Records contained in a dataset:

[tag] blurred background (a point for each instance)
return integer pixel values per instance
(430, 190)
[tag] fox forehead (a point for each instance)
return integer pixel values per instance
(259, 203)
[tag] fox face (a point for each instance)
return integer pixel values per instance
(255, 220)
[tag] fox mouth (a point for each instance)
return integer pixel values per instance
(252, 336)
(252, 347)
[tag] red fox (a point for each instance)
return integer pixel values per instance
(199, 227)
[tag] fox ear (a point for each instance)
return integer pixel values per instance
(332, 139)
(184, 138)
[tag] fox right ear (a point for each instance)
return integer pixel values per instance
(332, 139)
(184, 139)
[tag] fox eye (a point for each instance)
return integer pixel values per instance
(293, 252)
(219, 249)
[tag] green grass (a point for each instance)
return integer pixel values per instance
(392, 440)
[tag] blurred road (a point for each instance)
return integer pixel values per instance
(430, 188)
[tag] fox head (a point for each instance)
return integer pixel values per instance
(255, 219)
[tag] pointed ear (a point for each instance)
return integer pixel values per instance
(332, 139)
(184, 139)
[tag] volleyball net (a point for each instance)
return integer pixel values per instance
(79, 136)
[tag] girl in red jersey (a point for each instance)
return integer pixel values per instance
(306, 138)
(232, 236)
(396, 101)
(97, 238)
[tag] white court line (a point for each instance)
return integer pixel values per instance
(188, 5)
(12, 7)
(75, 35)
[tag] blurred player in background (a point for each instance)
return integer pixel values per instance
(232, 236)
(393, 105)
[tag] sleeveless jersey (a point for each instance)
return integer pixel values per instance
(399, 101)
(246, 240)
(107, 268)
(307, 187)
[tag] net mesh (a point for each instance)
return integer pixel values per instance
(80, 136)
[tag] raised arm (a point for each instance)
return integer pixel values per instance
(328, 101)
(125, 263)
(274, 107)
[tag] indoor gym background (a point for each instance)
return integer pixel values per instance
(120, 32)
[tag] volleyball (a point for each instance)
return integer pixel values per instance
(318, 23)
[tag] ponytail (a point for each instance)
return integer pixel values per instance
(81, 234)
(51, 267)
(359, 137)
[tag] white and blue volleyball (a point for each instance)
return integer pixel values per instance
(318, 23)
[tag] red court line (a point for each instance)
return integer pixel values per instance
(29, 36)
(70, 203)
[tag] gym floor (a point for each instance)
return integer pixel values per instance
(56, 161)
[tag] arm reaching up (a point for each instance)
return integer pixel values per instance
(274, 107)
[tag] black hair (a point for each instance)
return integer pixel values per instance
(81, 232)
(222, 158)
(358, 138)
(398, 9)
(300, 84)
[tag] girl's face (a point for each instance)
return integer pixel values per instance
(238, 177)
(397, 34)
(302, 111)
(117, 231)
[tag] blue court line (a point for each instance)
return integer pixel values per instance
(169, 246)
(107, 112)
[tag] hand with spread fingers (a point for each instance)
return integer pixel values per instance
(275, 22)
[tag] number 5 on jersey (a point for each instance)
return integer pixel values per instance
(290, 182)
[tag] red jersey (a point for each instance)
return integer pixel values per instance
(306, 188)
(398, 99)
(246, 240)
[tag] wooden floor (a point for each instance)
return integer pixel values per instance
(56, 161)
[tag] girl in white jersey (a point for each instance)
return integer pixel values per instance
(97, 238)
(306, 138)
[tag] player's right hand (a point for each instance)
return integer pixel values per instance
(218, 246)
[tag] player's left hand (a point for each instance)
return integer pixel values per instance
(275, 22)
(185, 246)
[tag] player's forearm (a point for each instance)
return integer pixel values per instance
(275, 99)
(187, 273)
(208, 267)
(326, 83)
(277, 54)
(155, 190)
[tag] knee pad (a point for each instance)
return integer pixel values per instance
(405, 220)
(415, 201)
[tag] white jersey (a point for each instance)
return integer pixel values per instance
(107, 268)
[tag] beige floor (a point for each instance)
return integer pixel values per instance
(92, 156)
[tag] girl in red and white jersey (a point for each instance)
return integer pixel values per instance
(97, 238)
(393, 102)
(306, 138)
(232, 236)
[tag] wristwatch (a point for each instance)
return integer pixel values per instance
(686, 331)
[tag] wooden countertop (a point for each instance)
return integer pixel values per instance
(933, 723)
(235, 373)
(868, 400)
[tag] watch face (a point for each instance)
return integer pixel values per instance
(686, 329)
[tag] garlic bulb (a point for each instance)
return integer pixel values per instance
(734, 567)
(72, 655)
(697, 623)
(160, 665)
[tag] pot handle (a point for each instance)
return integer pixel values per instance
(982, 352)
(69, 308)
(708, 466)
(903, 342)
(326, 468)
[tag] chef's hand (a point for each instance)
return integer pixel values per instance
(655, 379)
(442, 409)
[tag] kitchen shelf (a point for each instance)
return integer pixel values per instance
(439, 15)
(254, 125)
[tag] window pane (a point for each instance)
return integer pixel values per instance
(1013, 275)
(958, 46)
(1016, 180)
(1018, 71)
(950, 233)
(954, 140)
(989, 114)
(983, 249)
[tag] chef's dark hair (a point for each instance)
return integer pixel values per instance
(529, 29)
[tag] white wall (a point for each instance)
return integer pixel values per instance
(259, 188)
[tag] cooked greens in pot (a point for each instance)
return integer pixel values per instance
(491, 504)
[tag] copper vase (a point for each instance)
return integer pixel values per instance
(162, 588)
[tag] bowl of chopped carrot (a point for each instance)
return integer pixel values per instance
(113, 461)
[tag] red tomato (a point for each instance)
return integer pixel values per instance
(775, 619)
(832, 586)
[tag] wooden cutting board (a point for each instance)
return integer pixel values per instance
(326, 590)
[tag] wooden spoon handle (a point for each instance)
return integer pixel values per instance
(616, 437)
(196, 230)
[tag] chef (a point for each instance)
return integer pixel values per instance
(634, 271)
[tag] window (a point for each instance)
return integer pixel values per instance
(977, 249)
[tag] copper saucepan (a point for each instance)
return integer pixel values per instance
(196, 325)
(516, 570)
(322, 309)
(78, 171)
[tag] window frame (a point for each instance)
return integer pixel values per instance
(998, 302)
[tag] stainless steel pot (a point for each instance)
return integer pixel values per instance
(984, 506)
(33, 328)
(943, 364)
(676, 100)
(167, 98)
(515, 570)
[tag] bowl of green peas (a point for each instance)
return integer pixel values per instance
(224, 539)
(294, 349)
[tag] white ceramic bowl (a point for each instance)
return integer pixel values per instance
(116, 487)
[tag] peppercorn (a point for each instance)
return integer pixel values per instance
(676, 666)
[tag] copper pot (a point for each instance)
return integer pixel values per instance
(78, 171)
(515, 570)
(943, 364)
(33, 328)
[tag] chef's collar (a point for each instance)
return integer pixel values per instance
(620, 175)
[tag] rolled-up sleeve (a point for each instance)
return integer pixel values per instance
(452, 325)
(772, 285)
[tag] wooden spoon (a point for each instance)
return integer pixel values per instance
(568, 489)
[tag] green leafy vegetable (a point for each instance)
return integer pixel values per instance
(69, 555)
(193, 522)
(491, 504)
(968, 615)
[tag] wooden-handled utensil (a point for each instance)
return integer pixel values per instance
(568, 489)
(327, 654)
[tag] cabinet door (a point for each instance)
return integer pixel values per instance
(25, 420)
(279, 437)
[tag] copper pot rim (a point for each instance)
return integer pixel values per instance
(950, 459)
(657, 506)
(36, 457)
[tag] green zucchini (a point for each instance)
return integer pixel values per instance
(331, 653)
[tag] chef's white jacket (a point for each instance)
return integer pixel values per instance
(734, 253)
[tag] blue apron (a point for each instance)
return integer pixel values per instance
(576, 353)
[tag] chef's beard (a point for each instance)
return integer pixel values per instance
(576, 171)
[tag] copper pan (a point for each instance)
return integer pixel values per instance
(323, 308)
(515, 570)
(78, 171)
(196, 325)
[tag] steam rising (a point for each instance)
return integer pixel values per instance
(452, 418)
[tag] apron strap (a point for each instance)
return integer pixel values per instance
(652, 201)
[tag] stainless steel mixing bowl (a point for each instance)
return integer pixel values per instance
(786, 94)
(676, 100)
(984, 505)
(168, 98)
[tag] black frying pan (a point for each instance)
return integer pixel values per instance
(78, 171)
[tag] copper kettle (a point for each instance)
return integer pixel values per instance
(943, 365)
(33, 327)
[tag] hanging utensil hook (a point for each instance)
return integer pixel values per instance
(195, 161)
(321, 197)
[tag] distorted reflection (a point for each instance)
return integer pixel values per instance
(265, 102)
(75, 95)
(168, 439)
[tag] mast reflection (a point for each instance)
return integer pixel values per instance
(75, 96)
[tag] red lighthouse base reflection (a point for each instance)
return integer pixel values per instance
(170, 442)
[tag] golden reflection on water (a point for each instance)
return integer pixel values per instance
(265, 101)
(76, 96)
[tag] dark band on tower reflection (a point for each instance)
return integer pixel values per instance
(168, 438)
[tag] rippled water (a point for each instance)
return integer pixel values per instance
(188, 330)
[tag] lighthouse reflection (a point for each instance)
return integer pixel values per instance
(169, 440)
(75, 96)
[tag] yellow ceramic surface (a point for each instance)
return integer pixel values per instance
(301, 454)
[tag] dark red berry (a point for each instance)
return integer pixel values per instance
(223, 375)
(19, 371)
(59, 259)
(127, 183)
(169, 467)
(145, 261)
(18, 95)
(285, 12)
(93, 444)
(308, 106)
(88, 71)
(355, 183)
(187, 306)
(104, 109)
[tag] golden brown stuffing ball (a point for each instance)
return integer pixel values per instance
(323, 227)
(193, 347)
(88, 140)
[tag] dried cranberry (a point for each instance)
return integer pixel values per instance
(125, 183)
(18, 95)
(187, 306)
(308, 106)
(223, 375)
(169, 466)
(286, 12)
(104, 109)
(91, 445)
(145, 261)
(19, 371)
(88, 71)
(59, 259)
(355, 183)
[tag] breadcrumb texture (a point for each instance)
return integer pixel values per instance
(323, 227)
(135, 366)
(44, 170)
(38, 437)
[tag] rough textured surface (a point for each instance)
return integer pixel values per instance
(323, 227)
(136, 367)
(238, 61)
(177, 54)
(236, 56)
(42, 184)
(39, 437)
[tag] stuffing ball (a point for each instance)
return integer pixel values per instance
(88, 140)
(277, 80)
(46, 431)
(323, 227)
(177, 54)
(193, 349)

Brief: Return all lines from the entries that contain the string "blurred".

The answer:
[tag] blurred background (a point for each instance)
[tag] blurred road (a point for each instance)
[tag] blurred player in background (a point for each instance)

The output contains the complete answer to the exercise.